_Stated task_
Retype these lines exactly as they appear, covering every record.

** start Stored records **

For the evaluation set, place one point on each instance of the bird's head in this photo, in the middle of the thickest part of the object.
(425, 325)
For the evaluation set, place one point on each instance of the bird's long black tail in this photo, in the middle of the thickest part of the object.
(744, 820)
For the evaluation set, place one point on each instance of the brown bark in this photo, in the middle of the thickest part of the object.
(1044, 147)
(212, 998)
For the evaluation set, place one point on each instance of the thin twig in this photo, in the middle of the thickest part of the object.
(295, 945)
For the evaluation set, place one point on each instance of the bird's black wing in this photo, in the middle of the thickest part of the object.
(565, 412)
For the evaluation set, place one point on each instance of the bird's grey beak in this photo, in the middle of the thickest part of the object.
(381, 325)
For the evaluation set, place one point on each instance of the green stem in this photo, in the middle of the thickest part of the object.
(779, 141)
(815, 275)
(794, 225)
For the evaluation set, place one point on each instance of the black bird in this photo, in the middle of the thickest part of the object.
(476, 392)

** end Stored records **

_In response_
For the evaluation set, place one point on each instance of the bird's head in this photo, in the middle of the thickest part of the object.
(425, 325)
For the evaluation set, place one point on each instance of the bird's long black tail in this photo, in the middle of the thickest part of the object.
(744, 820)
For the evaluation set, place one point on each instance of the brown bark in this photo, in the middle of the thickest part of the object.
(1044, 147)
(212, 998)
For the evaluation set, place one point on each instance of the thin twig in this photo, in the middle of the thickest part of the object.
(295, 945)
For the evaluation set, place one point on each instance of the bird's black wing in this photo, in the middle of the thickest part of the object.
(565, 412)
For the evaluation set, place one point on each instance of the bird's grey beak in this photo, in the middle of the thickest part of the object.
(381, 325)
For the evaluation set, place one point on each instance of the green stem in this photo, in the middle of the thickest part of the object.
(779, 141)
(815, 275)
(794, 225)
For the evaluation set, place one point on each instance of the black bird in this photo, in the middle of the thickest part of the object.
(476, 392)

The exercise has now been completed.